* Fragment *
Seria Honor 20, której ostatni przedstawiciel zadebiutuje w Polsce w połowie sierpnia, to nie jedyne ciekawe produkty, które Honor przyszykował dla nas w tym roku. Premiera „hitu” jeszcze przed nami.
Michael Jing, szef polskiego oddziału Honor, świetnie uosabia tę markę. Jest otwarty na kontakty z dziennikarzami, od których w dużym stopniu zależy to jak ta marka będzie odbierana przez klientów. Cierpliwie przysłuchuje się, czasem bardzo krytycznym, słowom kierowanym przez nas pod adresem smartfonów Honor. Podczas rozmowy podzielił się też kilkoma informacjami na temat Honora i wizji branży mobilnej w niedalekiej przyszłości.
Honor 20 Pro w połowie sierpnia w Polsce
Pierwsza informacja nie jest niespodzianką, ale przypomnijmy sobie, że w połowie sierpnia na polskim rynku zadebiutuje smartfon Honor 20 Pro w cenie 2699 złotych. Dołączy on do już obecnego Honora 20, który możemy kupić w sugerowanej cenie 1999 złotych oraz Honora 20 Lite dostępnego w cenie 1199 złotych. Honor 20 Pro to obecnie najbardziej zaawansowany fotosmartfon w portfolio tej marki, znaczący skok w porównaniu z poprzednikiem o ile w ogóle można takowego wyróżnić.

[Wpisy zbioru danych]
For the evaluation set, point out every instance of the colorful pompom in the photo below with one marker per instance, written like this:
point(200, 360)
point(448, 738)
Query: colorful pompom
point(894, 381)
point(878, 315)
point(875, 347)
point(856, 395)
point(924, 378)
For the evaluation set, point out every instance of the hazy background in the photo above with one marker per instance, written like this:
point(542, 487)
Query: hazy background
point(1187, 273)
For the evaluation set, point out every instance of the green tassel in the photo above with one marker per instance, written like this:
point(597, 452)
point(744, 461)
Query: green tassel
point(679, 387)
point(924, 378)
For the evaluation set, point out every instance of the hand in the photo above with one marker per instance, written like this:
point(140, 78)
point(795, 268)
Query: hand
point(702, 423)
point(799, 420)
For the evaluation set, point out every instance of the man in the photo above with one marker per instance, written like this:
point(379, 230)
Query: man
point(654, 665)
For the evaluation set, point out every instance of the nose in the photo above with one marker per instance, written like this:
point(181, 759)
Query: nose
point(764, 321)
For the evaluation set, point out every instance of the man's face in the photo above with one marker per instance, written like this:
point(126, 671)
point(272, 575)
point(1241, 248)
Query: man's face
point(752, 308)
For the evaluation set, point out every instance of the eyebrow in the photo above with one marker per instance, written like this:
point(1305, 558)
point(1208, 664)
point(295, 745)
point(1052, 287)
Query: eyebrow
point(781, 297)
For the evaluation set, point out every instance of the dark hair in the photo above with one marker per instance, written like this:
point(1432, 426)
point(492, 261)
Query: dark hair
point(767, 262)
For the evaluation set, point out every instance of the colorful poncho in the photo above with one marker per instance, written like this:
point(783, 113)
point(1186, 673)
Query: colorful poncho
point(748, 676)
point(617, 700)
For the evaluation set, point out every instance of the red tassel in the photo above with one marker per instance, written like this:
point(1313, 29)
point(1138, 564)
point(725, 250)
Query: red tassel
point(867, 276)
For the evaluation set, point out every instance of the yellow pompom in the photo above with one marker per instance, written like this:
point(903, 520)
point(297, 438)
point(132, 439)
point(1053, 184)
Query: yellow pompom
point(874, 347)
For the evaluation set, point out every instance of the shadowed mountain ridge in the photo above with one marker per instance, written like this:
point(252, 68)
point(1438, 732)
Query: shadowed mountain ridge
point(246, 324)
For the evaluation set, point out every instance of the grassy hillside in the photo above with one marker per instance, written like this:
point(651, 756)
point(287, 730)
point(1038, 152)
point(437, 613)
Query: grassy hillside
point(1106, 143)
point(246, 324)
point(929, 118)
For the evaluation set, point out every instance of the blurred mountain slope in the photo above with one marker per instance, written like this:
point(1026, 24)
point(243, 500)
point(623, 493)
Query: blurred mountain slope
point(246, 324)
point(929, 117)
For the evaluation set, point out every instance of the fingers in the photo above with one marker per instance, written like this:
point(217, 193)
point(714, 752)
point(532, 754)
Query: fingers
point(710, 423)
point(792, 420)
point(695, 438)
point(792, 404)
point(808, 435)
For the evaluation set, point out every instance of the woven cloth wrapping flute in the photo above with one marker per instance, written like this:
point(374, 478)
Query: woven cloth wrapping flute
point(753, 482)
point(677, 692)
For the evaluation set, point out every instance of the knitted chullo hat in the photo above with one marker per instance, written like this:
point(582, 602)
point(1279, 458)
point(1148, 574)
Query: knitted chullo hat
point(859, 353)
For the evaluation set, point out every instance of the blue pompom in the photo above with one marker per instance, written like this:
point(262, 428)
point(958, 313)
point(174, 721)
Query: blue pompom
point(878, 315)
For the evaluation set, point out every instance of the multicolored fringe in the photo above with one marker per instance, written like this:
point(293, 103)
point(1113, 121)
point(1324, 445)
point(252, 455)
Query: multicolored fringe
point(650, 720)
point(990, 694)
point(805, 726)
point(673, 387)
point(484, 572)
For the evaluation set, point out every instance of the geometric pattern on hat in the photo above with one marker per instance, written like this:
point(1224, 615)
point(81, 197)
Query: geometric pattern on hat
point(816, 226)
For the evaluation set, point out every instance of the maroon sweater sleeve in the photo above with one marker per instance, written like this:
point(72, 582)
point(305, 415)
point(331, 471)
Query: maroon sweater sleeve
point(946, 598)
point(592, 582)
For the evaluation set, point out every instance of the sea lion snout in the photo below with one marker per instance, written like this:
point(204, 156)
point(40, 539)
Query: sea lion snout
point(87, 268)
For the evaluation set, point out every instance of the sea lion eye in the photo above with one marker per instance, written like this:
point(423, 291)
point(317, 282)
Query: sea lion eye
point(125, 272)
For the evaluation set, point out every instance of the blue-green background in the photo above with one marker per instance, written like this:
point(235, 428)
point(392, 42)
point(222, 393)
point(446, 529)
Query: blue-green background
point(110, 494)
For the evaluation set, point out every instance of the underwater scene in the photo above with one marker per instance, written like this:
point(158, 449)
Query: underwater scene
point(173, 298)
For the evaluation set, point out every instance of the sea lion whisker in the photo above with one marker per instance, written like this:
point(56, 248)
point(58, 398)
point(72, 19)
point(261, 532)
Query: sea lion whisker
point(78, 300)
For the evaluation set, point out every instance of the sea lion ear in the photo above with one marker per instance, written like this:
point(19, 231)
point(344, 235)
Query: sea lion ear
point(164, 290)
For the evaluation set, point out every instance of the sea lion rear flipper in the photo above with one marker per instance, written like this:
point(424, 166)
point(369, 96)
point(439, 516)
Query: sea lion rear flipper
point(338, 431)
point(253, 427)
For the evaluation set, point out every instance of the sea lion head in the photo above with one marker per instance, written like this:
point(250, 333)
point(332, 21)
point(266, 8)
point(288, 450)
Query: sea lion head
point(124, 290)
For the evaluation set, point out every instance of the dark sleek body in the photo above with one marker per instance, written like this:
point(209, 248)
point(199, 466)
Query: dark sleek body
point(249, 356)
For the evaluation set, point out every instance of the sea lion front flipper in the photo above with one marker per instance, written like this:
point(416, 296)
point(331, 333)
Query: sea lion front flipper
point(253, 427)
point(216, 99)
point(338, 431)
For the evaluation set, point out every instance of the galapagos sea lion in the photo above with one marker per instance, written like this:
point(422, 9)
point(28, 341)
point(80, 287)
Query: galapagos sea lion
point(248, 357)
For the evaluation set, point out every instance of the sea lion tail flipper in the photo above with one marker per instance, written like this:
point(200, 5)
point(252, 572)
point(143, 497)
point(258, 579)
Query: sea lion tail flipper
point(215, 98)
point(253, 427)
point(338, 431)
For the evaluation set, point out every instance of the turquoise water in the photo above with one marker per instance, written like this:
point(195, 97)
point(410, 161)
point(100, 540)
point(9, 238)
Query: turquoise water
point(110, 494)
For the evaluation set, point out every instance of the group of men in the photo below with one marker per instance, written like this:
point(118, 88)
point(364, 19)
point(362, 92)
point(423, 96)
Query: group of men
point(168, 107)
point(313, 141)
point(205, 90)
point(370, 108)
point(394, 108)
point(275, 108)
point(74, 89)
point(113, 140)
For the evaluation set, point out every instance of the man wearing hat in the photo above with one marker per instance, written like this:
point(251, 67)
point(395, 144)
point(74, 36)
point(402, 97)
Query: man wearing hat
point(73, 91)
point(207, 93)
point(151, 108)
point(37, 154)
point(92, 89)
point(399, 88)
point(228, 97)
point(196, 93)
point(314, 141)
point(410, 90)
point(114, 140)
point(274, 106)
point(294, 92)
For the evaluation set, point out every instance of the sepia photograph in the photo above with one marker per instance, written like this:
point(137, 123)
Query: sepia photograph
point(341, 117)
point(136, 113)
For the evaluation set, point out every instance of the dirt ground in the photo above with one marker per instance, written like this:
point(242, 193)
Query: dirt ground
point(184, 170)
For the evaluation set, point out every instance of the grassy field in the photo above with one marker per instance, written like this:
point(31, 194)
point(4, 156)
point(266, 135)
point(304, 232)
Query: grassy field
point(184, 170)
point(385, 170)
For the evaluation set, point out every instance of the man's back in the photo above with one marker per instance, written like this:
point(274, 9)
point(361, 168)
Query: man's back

* Zadanie pisemne 1 *
Przytocz ponownie tekst fragmentu od słów "Honor 20 Pro w połowie" do słów "można takowego wyróżnić.", z obydwoma krańcami włącznie.
* Zadanie pisemne 2 *
Wyjaśnij w jednym do trzech zdań, dlaczego według fragmentu kontakty z dziennikarzami mają znaczenie dla marki Honor.

* Rozwiązanie zadania 1 *
Honor 20 Pro w połowie sierpnia w Polsce
Pierwsza informacja nie jest niespodzianką, ale przypomnijmy sobie, że w połowie sierpnia na polskim rynku zadebiutuje smartfon Honor 20 Pro w cenie 2699 złotych. Dołączy on do już obecnego Honora 20, który możemy kupić w sugerowanej cenie 1999 złotych oraz Honora 20 Lite dostępnego w cenie 1199 złotych. Honor 20 Pro to obecnie najbardziej zaawansowany fotosmartfon w portfolio tej marki, znaczący skok w porównaniu z poprzednikiem o ile w ogóle można takowego wyróżnić.

* Rozwiązanie zadania 2 *
Od dziennikarzy w dużym stopniu zależy, jak marka Honor będzie odbierana przez klientów. Dlatego Michael Jing, szef polskiego oddziału Honor, jest otwarty na kontakty z nimi.